(TASK DESCRIPTION): Convert the records between the line holding "Outline every instance of the dog's head." and the line holding "133 L 31 133", inclusive, into a two-column CSV with columns named instruction and polygon. Give each record one row, with its text under instruction and its answer under polygon, each as a single quoted field with line breaks replaced by spaces.

(EXERCISE INPUT):
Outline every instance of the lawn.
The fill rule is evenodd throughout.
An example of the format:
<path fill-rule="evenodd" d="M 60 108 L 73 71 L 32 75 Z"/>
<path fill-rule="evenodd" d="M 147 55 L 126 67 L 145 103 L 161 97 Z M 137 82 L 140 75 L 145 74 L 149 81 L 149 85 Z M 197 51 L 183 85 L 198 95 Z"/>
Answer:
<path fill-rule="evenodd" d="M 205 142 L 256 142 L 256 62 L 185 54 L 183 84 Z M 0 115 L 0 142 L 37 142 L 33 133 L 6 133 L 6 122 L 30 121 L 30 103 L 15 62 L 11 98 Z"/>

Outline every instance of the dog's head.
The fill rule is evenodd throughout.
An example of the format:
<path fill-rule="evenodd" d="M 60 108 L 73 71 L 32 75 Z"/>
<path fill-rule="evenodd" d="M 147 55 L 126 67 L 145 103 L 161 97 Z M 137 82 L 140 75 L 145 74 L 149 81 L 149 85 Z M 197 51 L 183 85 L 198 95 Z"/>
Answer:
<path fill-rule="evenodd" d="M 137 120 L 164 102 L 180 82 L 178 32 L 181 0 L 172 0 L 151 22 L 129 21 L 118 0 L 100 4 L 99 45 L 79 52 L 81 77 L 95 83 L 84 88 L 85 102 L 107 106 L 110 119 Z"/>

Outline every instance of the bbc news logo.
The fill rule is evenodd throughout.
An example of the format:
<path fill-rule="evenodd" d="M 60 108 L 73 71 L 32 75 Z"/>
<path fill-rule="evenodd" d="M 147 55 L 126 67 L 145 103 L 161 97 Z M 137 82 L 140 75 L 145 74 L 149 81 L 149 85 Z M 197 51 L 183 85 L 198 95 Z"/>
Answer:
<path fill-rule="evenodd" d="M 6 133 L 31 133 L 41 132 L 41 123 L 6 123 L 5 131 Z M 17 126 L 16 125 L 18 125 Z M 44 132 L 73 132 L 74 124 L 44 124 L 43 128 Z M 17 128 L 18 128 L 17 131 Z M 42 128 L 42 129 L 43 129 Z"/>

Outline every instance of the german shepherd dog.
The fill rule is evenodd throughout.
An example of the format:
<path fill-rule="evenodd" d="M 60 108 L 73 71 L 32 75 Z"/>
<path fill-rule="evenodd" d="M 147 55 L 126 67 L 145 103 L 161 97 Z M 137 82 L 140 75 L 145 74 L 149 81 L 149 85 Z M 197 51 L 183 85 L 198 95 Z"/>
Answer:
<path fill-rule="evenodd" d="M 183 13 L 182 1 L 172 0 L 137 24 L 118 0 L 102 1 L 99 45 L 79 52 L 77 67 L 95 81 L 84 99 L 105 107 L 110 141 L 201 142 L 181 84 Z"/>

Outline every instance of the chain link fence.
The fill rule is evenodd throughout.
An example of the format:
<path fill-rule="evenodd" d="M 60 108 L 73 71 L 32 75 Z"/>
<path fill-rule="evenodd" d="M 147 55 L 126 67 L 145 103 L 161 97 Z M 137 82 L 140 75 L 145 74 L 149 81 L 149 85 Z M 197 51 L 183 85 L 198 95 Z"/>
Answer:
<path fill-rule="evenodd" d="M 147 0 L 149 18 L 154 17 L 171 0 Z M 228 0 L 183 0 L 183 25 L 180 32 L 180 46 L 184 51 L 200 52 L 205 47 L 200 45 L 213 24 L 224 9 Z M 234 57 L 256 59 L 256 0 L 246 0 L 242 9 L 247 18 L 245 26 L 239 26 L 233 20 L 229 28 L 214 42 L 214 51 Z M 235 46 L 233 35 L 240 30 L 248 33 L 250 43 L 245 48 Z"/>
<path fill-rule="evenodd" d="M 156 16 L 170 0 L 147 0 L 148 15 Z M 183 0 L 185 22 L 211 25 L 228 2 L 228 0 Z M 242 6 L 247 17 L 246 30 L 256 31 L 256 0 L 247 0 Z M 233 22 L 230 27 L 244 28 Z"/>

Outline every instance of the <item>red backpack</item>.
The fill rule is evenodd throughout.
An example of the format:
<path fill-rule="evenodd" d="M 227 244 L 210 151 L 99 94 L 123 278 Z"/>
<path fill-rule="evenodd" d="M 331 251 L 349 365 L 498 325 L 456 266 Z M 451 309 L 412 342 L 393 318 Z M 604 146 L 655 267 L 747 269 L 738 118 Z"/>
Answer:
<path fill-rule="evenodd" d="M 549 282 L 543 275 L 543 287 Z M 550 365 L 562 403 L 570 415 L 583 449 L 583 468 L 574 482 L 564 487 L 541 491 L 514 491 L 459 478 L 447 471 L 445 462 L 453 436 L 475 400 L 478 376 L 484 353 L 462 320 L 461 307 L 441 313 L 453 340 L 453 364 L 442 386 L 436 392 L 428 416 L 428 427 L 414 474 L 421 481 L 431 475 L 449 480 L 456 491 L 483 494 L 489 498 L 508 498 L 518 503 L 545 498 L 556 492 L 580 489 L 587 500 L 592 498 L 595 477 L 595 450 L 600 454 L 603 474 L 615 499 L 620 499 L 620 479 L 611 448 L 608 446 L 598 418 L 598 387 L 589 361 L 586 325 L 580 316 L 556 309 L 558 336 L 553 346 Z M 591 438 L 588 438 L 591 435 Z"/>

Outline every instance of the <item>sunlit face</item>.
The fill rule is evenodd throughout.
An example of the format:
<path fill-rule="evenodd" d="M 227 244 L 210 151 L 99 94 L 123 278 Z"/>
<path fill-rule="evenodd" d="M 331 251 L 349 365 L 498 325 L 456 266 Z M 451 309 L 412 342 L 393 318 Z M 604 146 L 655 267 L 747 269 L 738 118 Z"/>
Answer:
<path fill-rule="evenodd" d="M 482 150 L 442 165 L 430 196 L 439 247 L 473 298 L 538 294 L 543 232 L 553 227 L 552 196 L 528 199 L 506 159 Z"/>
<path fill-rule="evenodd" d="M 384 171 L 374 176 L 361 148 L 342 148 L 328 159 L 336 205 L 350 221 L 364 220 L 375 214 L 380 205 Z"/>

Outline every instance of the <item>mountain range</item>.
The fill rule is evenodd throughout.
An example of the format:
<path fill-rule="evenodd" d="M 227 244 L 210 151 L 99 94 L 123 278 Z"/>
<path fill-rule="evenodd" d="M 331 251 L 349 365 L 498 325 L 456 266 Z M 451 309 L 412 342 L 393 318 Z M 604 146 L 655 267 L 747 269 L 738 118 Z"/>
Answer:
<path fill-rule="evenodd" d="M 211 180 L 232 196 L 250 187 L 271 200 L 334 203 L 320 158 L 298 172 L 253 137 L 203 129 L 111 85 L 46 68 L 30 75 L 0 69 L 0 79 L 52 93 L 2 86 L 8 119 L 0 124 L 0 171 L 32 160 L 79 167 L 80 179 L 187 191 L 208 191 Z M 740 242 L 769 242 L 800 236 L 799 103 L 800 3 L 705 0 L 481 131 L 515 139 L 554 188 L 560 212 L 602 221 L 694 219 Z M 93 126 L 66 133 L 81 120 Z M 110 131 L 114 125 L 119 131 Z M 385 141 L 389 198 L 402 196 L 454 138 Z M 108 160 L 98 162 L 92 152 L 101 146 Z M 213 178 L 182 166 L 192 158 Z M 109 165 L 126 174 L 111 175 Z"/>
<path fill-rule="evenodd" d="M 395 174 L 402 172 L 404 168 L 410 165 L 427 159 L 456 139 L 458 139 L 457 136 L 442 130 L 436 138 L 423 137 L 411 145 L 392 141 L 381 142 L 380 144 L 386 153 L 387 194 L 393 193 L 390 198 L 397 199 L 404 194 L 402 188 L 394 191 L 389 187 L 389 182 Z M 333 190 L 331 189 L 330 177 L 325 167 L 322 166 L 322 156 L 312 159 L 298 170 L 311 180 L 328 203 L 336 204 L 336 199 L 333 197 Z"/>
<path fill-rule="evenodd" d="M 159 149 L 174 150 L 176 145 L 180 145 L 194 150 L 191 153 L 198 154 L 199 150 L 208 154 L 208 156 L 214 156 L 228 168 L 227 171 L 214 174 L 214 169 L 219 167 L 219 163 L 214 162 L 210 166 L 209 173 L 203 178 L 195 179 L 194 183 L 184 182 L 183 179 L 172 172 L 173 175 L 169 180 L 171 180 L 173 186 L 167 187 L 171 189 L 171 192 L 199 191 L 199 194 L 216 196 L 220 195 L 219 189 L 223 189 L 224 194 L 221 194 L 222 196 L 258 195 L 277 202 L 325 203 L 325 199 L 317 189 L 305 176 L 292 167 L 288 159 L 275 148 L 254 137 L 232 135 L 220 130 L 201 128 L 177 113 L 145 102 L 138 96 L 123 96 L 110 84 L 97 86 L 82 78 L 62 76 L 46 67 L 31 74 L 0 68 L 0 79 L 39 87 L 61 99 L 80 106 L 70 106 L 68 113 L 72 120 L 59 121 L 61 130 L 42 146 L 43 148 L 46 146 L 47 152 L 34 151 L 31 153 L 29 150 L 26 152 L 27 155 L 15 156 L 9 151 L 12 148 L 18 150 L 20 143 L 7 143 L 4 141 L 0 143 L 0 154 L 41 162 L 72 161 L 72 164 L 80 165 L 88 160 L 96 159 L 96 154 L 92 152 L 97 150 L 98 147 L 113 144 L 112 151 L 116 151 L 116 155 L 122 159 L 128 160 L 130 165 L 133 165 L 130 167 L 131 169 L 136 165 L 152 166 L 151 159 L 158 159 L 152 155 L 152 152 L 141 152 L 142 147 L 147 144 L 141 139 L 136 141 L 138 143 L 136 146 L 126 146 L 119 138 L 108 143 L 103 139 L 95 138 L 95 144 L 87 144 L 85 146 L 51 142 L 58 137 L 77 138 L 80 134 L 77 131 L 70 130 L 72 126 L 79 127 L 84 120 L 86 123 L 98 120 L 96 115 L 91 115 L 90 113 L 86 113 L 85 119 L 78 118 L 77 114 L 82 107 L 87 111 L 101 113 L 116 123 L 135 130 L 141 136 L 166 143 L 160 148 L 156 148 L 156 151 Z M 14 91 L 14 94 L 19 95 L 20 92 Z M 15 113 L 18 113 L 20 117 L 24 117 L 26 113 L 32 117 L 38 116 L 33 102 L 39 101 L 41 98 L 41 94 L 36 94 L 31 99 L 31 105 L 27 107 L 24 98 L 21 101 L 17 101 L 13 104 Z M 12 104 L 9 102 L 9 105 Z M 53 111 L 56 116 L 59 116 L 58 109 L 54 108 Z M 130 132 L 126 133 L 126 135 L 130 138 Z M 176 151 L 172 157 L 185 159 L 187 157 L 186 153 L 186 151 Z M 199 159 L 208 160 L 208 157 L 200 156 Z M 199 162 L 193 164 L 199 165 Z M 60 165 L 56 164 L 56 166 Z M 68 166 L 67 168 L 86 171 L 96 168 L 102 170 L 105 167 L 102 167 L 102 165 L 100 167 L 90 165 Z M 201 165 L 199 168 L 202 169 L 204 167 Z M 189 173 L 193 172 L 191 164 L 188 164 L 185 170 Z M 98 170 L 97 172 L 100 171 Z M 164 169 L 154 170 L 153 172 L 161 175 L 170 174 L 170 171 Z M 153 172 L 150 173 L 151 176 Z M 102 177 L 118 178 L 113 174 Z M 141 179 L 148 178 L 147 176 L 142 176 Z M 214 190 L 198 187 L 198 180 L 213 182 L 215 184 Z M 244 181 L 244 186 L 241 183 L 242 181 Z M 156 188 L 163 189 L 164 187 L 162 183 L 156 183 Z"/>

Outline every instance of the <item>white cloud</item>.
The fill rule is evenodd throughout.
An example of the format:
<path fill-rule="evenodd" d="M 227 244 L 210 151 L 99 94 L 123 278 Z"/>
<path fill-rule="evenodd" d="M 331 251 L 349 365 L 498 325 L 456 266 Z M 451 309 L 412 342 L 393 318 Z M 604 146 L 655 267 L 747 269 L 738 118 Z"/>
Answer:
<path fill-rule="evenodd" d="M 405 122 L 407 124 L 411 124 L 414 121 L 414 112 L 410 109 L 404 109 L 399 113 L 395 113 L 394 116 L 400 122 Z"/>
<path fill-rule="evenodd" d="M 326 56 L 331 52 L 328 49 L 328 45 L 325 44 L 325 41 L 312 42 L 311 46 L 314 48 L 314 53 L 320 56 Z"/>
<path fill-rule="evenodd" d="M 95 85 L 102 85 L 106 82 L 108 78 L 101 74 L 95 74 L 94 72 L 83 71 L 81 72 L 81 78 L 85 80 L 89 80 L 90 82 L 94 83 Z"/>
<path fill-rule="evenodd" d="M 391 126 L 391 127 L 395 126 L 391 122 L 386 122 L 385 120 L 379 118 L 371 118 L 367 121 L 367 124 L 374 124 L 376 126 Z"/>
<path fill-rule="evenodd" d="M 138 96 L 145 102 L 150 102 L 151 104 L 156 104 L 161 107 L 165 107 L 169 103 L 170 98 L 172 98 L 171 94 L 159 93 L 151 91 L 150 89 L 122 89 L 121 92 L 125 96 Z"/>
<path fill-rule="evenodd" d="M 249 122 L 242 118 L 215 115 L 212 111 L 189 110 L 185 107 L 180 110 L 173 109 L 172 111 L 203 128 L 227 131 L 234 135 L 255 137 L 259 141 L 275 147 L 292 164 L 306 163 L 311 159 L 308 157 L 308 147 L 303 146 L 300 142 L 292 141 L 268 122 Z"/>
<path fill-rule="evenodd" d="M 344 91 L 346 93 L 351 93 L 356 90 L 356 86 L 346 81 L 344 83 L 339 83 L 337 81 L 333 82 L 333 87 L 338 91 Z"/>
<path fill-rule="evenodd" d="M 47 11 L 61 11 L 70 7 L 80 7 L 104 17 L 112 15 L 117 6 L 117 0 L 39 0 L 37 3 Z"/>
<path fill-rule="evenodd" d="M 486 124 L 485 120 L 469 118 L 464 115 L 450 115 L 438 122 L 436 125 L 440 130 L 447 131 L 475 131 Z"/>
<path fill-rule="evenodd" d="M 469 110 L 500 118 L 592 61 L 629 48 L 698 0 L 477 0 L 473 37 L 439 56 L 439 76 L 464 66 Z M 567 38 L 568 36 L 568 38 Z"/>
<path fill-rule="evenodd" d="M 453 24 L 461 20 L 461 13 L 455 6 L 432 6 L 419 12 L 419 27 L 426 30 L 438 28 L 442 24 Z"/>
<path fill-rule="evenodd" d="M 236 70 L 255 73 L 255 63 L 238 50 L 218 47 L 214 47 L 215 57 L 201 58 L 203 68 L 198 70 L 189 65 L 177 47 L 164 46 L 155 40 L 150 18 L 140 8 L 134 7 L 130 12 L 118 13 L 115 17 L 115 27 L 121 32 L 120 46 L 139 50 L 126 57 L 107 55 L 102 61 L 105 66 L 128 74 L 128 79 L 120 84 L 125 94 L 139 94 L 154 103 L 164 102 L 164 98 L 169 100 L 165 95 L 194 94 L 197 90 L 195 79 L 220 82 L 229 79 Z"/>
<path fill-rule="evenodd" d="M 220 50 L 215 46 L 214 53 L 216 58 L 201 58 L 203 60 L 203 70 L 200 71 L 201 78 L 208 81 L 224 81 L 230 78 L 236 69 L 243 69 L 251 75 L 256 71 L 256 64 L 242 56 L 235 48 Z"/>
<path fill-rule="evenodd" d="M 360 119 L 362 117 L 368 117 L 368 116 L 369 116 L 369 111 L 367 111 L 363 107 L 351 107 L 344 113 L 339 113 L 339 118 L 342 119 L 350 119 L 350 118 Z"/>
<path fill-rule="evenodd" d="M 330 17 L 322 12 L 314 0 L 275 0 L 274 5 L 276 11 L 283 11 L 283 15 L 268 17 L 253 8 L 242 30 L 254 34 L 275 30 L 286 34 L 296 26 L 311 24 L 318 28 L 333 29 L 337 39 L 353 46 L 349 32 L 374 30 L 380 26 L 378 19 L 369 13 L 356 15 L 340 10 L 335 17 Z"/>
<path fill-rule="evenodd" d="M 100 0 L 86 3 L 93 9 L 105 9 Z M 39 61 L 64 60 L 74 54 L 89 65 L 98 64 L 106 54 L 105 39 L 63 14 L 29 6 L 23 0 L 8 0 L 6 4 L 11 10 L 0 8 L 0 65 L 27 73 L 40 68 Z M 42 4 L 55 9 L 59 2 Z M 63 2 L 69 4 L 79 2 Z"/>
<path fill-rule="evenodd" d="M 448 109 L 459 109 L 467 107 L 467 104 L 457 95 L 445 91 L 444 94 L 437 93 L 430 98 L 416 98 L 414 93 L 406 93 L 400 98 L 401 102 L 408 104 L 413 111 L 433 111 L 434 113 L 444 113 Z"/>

(OUTPUT BELOW):
instruction,polygon
"Outline every instance of the dog's head. The fill rule is evenodd throughout. An example of the format: <path fill-rule=""evenodd"" d=""M 60 108 L 73 71 L 32 75 Z""/> <path fill-rule=""evenodd"" d=""M 147 55 L 126 67 L 145 103 L 161 97 Z M 137 82 L 140 75 L 145 74 L 149 81 L 149 85 Z M 197 51 L 183 85 L 198 95 Z""/> Answer:","<path fill-rule=""evenodd"" d=""M 137 120 L 164 102 L 180 82 L 178 32 L 181 0 L 172 0 L 151 22 L 129 21 L 118 0 L 100 4 L 99 45 L 79 52 L 81 77 L 95 83 L 84 88 L 85 102 L 107 106 L 110 119 Z""/>"
"Outline every instance of the bbc news logo. The fill rule is evenodd throughout. An example of the format: <path fill-rule=""evenodd"" d=""M 60 108 L 73 71 L 32 75 Z""/> <path fill-rule=""evenodd"" d=""M 147 55 L 126 67 L 145 103 L 161 97 Z M 137 82 L 140 75 L 145 74 L 149 81 L 149 85 Z M 197 51 L 183 85 L 198 95 Z""/> Answer:","<path fill-rule=""evenodd"" d=""M 6 133 L 31 133 L 41 132 L 41 123 L 6 123 L 5 131 Z M 17 126 L 16 125 L 18 125 Z M 44 132 L 73 132 L 74 124 L 44 124 L 43 128 Z M 17 128 L 18 128 L 17 131 Z M 42 128 L 42 129 L 43 129 Z""/>"